** What needs to be done **
Using the material below, print the line that contains "point | a marker on each instance of the distant", the line that contains "target | concrete barrier", and every line in between, exactly and nothing else.

** Records for the task **
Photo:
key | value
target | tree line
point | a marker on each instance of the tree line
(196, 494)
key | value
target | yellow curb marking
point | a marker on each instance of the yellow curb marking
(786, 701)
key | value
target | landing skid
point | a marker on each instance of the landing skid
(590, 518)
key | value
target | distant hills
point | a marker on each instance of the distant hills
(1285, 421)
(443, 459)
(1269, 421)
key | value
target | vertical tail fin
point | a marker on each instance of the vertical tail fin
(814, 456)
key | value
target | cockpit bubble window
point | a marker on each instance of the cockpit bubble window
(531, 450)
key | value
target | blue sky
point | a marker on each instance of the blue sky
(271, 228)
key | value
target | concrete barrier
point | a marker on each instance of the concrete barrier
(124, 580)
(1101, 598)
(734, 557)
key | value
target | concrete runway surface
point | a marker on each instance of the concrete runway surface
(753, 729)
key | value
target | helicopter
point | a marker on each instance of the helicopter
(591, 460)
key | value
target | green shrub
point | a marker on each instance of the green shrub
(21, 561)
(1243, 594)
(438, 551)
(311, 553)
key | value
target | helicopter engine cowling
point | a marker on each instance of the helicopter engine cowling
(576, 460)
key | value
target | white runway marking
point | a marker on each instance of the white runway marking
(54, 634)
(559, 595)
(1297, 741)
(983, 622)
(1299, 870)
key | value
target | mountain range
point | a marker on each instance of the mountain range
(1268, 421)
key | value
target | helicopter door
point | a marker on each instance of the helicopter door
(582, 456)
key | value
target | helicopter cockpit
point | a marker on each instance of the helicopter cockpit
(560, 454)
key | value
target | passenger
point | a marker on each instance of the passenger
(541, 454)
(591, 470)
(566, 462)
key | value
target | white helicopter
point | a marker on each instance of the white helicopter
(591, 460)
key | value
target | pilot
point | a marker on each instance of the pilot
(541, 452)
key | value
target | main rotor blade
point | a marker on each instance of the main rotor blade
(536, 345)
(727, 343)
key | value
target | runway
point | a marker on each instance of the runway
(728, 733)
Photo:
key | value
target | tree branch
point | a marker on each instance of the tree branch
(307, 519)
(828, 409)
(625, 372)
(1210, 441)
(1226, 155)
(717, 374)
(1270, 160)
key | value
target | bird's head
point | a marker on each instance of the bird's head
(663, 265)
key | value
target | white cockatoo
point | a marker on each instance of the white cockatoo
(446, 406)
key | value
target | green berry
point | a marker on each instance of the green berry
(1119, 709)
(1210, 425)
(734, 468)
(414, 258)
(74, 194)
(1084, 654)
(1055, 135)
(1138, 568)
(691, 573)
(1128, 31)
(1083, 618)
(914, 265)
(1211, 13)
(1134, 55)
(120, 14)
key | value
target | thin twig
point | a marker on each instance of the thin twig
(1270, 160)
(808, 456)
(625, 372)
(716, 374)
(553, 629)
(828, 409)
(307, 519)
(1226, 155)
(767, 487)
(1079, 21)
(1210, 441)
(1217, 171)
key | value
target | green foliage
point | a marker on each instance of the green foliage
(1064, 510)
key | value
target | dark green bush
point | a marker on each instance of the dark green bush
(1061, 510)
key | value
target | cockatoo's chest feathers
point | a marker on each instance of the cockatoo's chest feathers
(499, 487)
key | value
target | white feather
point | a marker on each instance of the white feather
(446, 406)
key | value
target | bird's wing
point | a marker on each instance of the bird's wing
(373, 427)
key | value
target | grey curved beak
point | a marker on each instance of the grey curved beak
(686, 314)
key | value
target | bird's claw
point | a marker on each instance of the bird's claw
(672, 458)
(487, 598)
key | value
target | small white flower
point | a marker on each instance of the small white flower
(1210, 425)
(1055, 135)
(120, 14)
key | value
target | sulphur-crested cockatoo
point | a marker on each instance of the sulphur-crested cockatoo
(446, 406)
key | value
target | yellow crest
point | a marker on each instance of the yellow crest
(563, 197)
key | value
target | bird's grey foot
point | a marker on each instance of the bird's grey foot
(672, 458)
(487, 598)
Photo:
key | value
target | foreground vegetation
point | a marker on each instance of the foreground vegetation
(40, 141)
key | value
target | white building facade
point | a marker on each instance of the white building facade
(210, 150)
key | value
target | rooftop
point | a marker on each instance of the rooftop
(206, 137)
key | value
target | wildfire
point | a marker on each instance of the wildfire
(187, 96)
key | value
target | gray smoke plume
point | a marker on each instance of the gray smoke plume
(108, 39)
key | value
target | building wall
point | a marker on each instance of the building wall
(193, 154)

** Reply to the exercise **
point | a marker on each instance of the distant hills
(1285, 421)
(443, 459)
(1269, 421)
key | value
target | vertical tail fin
point | a marker on each instance of the vertical tail fin
(814, 456)
key | value
target | cockpit bubble window
point | a marker on each instance of the cockpit bubble window
(531, 450)
key | value
target | blue sky
point | a marker on each instance of the blue sky
(271, 228)
key | value
target | concrete barrier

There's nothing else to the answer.